**What you need to do:** Put the material below into a Markdown table with the columns Row and Line, starting at the line containing "Data-labeling checklist — (1) open image, (2) find every blurred" and ending at the line containing "0,3,1288,855". Number each line in order and leave out any blank lines.

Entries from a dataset
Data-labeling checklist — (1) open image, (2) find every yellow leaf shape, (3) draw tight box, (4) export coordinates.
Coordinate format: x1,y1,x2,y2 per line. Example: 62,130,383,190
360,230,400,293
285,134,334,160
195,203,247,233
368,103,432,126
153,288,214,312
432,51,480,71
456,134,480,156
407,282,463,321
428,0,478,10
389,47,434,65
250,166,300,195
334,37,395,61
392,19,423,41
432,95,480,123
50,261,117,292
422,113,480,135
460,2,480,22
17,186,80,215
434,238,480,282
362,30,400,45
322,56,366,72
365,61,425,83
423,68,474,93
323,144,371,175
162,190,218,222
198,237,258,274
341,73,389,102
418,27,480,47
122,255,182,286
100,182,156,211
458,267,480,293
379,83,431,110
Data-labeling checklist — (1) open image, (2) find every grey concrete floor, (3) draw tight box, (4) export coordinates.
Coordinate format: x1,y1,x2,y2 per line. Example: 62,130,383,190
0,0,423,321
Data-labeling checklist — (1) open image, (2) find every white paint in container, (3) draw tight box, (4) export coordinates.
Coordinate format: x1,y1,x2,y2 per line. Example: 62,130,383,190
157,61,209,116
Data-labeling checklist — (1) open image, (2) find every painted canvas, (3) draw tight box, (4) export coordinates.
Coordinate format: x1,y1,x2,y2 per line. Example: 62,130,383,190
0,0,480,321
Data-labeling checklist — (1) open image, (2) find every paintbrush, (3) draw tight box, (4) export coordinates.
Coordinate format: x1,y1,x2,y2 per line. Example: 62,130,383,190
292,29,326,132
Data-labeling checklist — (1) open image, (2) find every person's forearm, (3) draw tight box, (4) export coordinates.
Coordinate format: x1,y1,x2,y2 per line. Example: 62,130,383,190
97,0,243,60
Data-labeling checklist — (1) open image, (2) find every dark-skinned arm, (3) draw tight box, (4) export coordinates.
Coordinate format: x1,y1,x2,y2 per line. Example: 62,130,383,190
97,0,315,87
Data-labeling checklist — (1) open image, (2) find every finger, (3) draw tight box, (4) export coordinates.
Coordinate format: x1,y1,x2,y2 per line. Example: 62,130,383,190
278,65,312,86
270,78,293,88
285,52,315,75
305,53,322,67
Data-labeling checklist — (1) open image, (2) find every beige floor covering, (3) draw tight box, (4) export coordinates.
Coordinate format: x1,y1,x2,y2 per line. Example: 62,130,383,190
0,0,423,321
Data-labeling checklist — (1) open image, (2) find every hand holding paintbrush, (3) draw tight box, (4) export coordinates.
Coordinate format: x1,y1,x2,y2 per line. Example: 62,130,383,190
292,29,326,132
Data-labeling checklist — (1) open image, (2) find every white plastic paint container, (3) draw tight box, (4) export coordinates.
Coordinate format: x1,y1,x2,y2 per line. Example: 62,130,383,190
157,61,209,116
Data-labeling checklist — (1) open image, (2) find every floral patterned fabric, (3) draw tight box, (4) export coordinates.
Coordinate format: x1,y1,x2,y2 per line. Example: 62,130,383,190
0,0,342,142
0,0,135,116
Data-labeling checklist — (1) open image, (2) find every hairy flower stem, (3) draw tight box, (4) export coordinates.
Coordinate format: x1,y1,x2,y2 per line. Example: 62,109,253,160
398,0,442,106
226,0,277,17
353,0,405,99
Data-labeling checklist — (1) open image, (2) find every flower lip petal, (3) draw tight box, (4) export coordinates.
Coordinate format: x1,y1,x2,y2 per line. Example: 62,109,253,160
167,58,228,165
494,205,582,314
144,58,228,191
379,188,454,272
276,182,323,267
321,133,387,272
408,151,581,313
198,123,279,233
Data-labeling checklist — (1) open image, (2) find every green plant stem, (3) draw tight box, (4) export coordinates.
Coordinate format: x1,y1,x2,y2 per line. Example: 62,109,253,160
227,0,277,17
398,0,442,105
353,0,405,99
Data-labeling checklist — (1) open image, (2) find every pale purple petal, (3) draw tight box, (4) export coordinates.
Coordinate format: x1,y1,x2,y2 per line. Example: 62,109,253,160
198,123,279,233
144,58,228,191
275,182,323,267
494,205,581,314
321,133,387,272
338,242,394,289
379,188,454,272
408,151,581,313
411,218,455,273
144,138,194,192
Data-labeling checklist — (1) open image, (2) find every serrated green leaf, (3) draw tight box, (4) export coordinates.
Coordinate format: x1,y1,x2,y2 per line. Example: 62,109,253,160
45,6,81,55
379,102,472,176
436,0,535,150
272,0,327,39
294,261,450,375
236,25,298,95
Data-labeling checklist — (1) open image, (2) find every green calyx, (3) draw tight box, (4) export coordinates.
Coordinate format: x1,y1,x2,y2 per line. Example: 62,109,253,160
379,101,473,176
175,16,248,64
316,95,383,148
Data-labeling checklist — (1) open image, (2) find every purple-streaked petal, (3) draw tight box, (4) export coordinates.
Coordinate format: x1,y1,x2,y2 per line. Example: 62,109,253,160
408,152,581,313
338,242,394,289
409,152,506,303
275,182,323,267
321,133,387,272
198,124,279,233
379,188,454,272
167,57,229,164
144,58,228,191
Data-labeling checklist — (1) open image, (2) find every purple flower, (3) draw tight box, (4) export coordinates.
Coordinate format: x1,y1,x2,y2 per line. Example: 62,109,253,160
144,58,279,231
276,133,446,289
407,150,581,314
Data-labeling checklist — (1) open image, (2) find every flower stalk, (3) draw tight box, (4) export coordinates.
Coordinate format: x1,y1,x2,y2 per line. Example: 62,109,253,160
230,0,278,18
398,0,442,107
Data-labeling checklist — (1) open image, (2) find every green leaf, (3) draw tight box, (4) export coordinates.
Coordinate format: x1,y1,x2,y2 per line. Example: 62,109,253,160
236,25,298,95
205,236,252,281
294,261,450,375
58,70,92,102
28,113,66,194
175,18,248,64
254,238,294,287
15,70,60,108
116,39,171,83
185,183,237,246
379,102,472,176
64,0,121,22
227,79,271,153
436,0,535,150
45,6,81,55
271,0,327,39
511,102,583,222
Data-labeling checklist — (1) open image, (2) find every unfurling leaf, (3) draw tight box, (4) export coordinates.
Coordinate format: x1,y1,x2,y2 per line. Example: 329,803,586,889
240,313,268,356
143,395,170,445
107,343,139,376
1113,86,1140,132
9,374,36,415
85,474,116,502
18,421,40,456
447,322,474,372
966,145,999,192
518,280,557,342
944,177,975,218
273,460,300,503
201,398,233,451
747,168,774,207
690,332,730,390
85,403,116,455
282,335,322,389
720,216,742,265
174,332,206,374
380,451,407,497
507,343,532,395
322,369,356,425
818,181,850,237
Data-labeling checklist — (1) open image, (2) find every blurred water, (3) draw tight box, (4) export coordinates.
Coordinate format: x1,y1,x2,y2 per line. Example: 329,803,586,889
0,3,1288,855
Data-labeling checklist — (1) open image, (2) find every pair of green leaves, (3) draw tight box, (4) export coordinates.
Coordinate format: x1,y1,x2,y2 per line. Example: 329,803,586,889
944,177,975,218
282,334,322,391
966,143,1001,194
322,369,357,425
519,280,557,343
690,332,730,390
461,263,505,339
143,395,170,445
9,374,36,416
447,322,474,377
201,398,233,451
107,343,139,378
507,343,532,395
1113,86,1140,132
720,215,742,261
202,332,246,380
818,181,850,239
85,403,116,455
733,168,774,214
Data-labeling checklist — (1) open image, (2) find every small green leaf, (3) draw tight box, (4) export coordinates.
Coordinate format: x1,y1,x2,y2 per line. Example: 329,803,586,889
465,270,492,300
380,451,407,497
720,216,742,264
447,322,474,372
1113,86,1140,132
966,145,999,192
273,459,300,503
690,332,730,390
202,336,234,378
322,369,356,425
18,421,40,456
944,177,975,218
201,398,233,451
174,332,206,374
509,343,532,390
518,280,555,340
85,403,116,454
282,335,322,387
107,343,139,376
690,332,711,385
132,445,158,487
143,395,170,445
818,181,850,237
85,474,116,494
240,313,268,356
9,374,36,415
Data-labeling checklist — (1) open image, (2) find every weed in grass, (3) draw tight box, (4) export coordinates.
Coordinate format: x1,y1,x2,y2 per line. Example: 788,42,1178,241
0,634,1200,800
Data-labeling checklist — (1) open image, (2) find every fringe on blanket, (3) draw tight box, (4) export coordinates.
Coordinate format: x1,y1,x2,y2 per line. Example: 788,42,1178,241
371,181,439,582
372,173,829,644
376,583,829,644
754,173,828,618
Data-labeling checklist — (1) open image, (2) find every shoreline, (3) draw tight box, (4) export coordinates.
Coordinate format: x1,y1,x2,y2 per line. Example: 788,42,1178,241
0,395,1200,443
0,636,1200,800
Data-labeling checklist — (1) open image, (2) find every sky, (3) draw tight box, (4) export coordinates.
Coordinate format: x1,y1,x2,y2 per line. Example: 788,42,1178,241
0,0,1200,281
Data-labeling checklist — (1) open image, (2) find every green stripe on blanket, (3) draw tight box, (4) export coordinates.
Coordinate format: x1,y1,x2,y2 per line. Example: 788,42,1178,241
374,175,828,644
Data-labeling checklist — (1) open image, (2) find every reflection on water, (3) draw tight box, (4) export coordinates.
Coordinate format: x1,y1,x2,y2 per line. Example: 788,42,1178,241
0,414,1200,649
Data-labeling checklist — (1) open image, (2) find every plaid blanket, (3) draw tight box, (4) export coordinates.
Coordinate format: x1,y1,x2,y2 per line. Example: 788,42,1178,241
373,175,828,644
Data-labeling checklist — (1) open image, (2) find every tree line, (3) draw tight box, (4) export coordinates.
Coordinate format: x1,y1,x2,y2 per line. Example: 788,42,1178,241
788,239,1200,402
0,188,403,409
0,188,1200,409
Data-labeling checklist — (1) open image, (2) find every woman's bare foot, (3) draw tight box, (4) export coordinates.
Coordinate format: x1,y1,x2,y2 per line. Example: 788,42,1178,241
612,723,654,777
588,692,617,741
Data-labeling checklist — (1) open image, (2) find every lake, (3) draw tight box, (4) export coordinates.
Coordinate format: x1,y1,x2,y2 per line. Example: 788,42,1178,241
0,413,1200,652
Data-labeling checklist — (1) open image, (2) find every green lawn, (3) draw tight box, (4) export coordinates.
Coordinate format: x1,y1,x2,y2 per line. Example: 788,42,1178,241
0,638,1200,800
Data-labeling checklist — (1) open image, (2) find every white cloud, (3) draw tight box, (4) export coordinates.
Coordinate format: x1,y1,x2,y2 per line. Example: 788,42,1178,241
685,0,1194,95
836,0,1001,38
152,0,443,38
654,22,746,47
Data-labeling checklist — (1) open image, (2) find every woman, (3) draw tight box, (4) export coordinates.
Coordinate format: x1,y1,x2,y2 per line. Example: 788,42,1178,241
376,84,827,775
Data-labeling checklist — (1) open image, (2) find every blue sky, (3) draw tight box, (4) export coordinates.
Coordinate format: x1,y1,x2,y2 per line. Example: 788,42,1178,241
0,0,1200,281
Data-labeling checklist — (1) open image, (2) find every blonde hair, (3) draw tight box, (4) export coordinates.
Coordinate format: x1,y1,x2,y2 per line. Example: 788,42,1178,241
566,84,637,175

**Solution to the problem:**
| Row | Line |
|---|---|
| 1 | Data-labeling checklist — (1) open image, (2) find every blurred water, (3) draw tight box, (4) export coordinates. |
| 2 | Coordinate format: x1,y1,x2,y2 per line. Example: 329,803,586,889 |
| 3 | 0,3,1288,855 |